## Goal
Quote the rows starting at the line containing "TARGET = long blonde hair" and ending at the last line of the rows, leaving out the pictures.

[Start]

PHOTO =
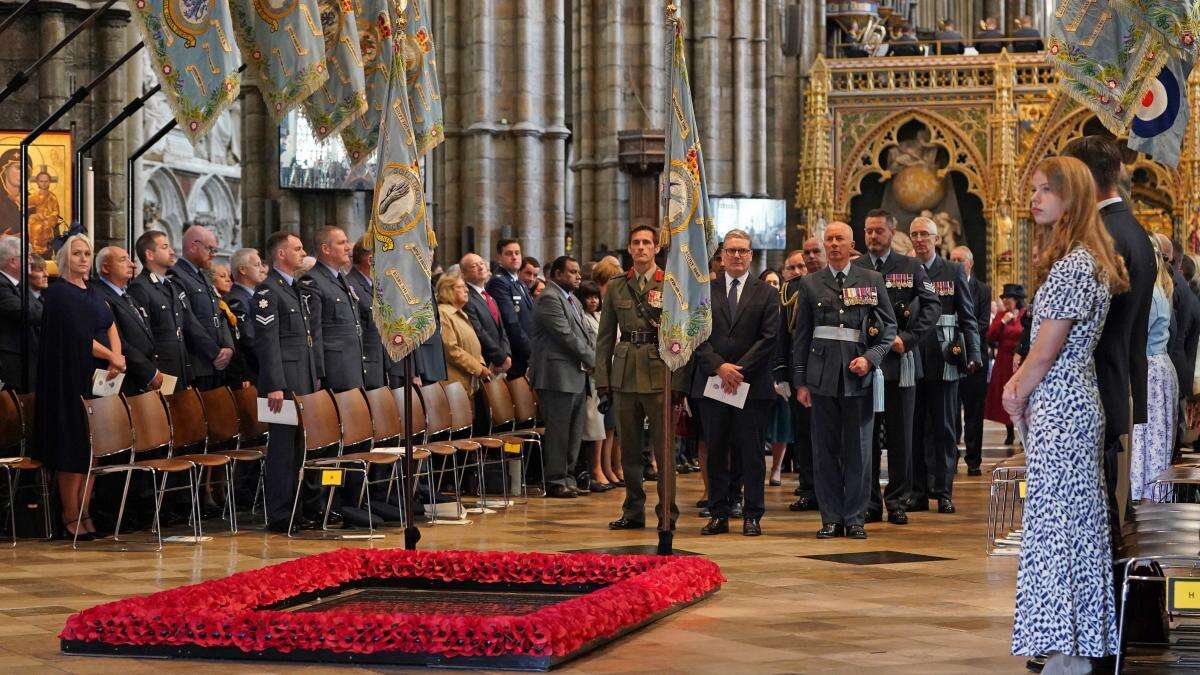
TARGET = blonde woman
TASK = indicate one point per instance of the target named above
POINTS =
(1155, 441)
(78, 336)
(1066, 550)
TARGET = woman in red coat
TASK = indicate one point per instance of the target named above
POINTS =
(1005, 333)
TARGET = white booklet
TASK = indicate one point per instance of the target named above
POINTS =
(103, 387)
(714, 389)
(286, 416)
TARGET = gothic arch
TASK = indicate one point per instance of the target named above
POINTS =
(864, 157)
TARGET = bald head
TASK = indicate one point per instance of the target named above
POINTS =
(199, 246)
(473, 269)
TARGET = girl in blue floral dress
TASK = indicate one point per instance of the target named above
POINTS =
(1065, 580)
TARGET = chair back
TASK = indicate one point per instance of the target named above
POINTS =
(221, 414)
(249, 428)
(187, 424)
(525, 405)
(462, 412)
(108, 425)
(11, 428)
(151, 424)
(499, 402)
(355, 417)
(318, 420)
(437, 410)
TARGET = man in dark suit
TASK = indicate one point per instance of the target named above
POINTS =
(11, 320)
(177, 333)
(563, 358)
(948, 353)
(916, 310)
(336, 309)
(249, 272)
(1121, 352)
(741, 350)
(906, 45)
(973, 388)
(485, 314)
(990, 40)
(199, 248)
(287, 342)
(515, 304)
(115, 269)
(844, 327)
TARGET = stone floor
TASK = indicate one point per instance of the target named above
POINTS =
(780, 611)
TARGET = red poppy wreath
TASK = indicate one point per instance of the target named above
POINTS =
(237, 616)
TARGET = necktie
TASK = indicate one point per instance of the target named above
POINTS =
(492, 308)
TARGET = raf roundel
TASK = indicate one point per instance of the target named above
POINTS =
(1159, 106)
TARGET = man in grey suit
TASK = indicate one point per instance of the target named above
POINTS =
(561, 363)
(337, 310)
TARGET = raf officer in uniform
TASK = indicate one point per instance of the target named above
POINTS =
(948, 352)
(336, 308)
(844, 327)
(177, 334)
(629, 370)
(199, 248)
(916, 310)
(287, 344)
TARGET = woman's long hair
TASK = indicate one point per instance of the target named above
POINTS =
(1079, 226)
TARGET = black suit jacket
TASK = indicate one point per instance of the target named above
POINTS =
(1185, 333)
(747, 339)
(1121, 352)
(137, 339)
(492, 338)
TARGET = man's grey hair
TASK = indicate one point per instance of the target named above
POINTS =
(10, 249)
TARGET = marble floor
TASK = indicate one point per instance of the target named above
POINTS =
(780, 611)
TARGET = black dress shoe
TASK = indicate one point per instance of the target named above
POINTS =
(831, 530)
(561, 493)
(627, 524)
(803, 503)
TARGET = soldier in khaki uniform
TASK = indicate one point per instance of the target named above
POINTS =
(629, 372)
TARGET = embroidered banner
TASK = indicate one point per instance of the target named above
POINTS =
(283, 43)
(192, 47)
(687, 304)
(378, 48)
(342, 99)
(421, 76)
(400, 230)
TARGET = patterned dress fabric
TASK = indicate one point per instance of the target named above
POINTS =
(1065, 579)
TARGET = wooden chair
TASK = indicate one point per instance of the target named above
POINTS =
(190, 430)
(225, 429)
(321, 430)
(138, 425)
(13, 432)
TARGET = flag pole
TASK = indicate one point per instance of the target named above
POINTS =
(666, 466)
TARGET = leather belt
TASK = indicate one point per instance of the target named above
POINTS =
(641, 338)
(833, 333)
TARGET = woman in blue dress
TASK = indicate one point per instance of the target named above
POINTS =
(1065, 581)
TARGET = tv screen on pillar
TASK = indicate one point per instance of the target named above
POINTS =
(766, 220)
(307, 163)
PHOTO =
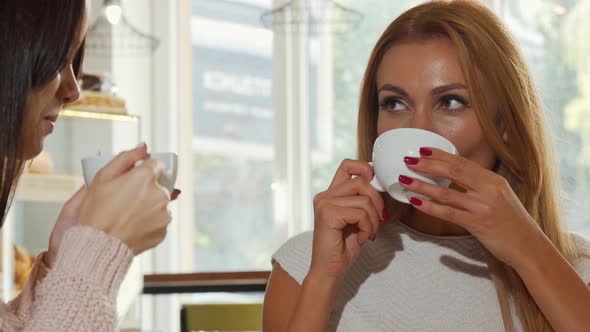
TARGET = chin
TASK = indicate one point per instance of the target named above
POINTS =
(33, 150)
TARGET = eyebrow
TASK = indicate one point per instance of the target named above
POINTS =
(436, 91)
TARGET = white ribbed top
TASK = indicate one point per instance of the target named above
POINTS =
(411, 281)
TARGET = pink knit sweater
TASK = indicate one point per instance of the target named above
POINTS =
(79, 293)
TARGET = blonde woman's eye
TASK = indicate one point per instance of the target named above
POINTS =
(453, 103)
(392, 104)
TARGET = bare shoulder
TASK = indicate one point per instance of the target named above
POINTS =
(280, 299)
(582, 263)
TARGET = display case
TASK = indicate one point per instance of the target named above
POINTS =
(48, 184)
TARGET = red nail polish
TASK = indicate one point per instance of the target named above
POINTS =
(384, 215)
(416, 201)
(426, 152)
(411, 160)
(405, 180)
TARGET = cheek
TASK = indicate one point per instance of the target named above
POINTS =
(468, 137)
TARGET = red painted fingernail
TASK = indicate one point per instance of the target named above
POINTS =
(411, 160)
(426, 152)
(384, 215)
(175, 194)
(405, 180)
(416, 201)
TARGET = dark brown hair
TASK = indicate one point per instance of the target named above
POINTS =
(36, 38)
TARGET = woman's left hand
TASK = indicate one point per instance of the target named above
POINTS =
(488, 208)
(67, 218)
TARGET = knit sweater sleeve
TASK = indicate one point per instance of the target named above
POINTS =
(294, 256)
(79, 293)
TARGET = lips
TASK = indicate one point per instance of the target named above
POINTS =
(51, 117)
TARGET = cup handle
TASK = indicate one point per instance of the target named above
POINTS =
(375, 182)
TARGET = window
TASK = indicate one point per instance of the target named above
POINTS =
(275, 113)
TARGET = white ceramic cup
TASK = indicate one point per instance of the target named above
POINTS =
(388, 160)
(91, 166)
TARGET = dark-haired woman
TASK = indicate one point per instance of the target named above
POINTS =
(73, 285)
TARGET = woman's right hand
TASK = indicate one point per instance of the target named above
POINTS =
(126, 201)
(346, 215)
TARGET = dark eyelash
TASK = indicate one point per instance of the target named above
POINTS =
(445, 99)
(389, 102)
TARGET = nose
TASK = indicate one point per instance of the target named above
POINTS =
(421, 119)
(69, 90)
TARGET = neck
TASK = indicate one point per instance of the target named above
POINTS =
(430, 225)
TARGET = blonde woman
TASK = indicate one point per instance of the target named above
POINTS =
(489, 254)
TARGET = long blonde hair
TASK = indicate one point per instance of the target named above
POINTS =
(486, 50)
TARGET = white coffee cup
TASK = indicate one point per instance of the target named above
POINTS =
(389, 151)
(91, 166)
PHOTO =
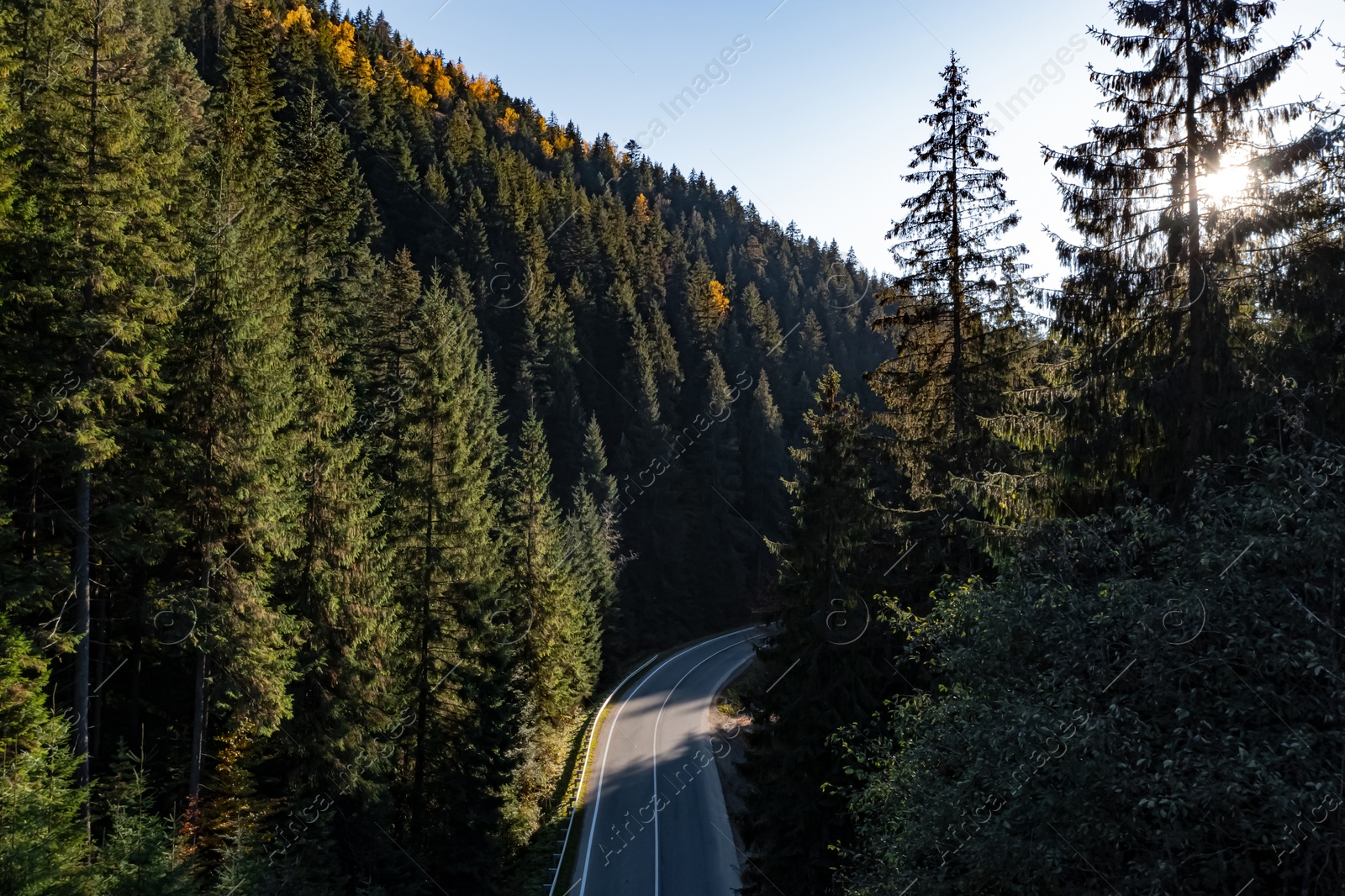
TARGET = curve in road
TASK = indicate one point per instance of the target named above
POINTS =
(658, 822)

[End]

## Reply
TARGET = long blonde hair
TASK = indicate one point per instance of the target named above
POINTS =
(486, 50)
TARGET = white coffee cup
TASK = indicate one point per instance of the target named above
POINTS =
(389, 151)
(91, 166)
PHOTO =
TARGET = curve in road
TASK = indicate one point per instance of the target named above
POINTS =
(658, 822)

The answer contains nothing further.